### [CONSEGNA 1]
Nell'articolo sul campione di calcio balilla, a che età Vincenzo Scaletta ha cominciato a giocare a calcio balilla?
### [CONSEGNA 2]
Scrivi il seguito dell'articolo sul campione di calcio balilla e la serra di cannabis, riprendendo dopo l'ultima frase riportata.

### [ESTRATTO DELLA FONTE]
%%
Una foto di gruppo con la coppa, mostrata con orgoglio tra le mani, al termine di un torneo organizzato da un circolo di Foligno, in provincia di Perugia. Si tratta di uno degli ultimi fermi immagine in cui compare Vincenzo Scaletta. Sessantacinque anni, originario di Barrafranca ma residente a Pietraperzia, in provincia di Enna, e […]
Il campione di calcio balilla e gli affari della serra di cannabis all’ombra della mafia
Una foto di gruppo con la coppa, mostrata con orgoglio tra le mani, al termine di un torneo organizzato da un circolo di Foligno, in provincia di Perugia. Si tratta di uno degli ultimi fermi immagine in cui compare Vincenzo Scaletta. Sessantacinque anni, originario di Barrafranca ma residente a Pietraperzia, in provincia di Enna, e una passione per il calcio balilla cominciata quando di anni ne aveva appena sette. Quasi mezzo secolo, tra «alti e bassi», che lo hanno portato a laurearsi vice campione d’Italia a squadre nel 2021 e a trionfare nella propria categoria in un torneo nazionale tenutosi a inizio anno. Nella sua vita però non ci sarebbero state soltanto sponde, stecche e palline da mandare in rete. Scaletta, per i magistrati della procura di Caltanissetta, sarebbe stato un uomo chiave nell’organizzazione di un maxi traffico di droga tra il centro della Sicilia e Catania. Un affare, legato alla gestione di una piantagione di marijuana in un vivaio della cooperativa agricola Agriplanet, sviluppato all’ombra di alcuni personaggi orbitanti nel gruppo mafioso dei Ceusi, attivi nelle borgate Picanello e Ognina, nel capoluogo etneo.
%%
### [MATERIALE FORNITO]
%%
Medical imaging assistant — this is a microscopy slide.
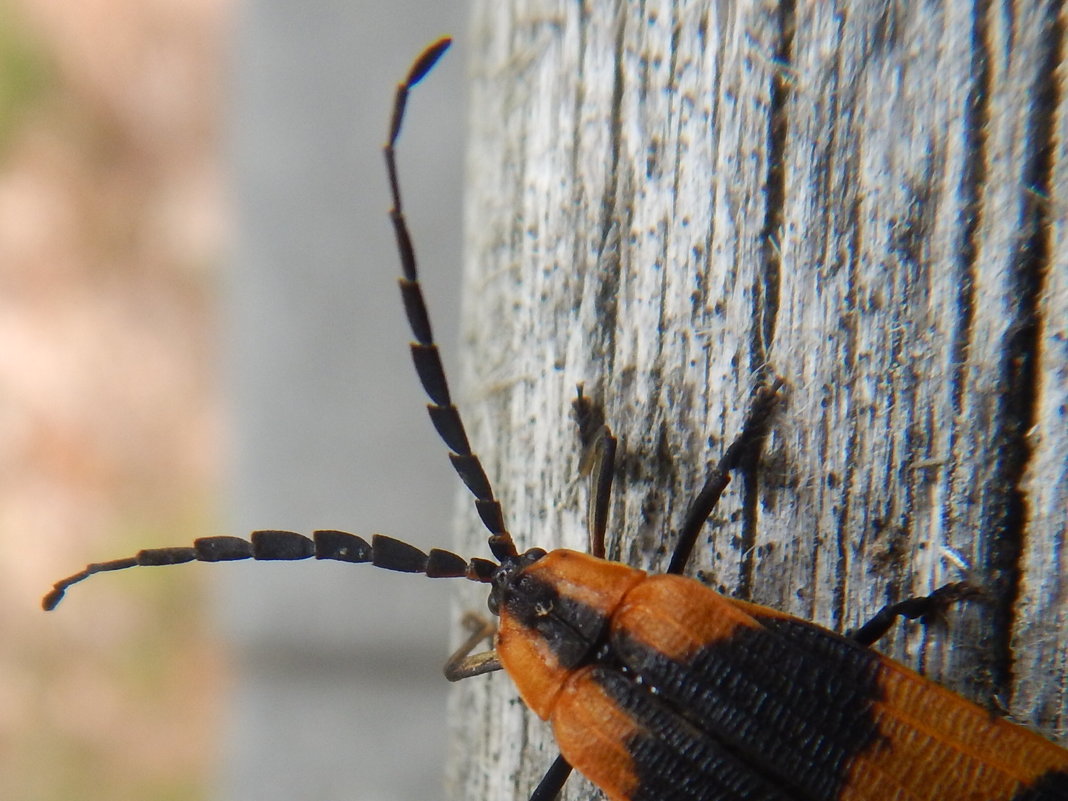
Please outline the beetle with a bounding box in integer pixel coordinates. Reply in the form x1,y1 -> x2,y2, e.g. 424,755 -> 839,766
43,38 -> 1068,801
%%
### [RISPOSTA 1]
A sette anni.

### [RISPOSTA 2]
Scaletta, insieme agli altri protagonisti di questa vicenda, è finito in carcere nei giorni scorsi nell’ambito dell’operazione Albana. Nome, quest’ultimo, preso in prestito dagli inquirenti dalla denominazione della contrada in cui l’insospettabile famiglia Aleo di Barrafranca si sarebbe occupata di portare avanti la piantagione di cannabis. Per il campione di calcio balilla, secondo le accuse, sarebbe stata fondamentale la collaborazione di Benedetto Paternò e del giovane e incensurato etneo Emanuele Arcidiacono, quest’ultimo bollato nelle carte dell’inchiesta come il «collante operativo» tra gli ennesi e il gruppo catanese. Nelle carte dell’inchiesta vengono elencate e descritte diverse trasferte tra le due province.
Il 18 agosto 2022 una Audi Q3 con a bordo Scaletta e Paternò viene individuata in via Caduti del Lavoro, vicino le abitazioni di Arcidiacono e dell’indagato Santo Riolo, nel quartiere Picanello. Passate tre ore l’automobile riparte in direzione Caltanissetta. Pochi giorni dopo toccava al solo Paternò raggiungere il capoluogo etneo. Dopo una breve sosta in una gastronomia in via Aquicella Porto la macchina raggiungeva via Villa Glori. «Apri Benedè, lo mettiamo nel cofano?», lo invitava Arcidiacono. «Come vuoi tu», rispondeva Paternò. Il pacco in questione, poi consegnato a Scaletta, avrebbe contenuto dei prodotti da utilizzare per la coltivazione della marijuana. «C’è scritto il bigliettino di dentro su come è il dosaggio», spiegava Scaletta a Valentina Aleo dopo essersi recato nel terreno della cooperativo agricola. Il campione di calcio balilla – ritenuto pure il reale titolare del chiosco bar Chiodo Fisso a Caltanissetta – condivideva la passione per il biliardino con lo stesso Arcidiacono.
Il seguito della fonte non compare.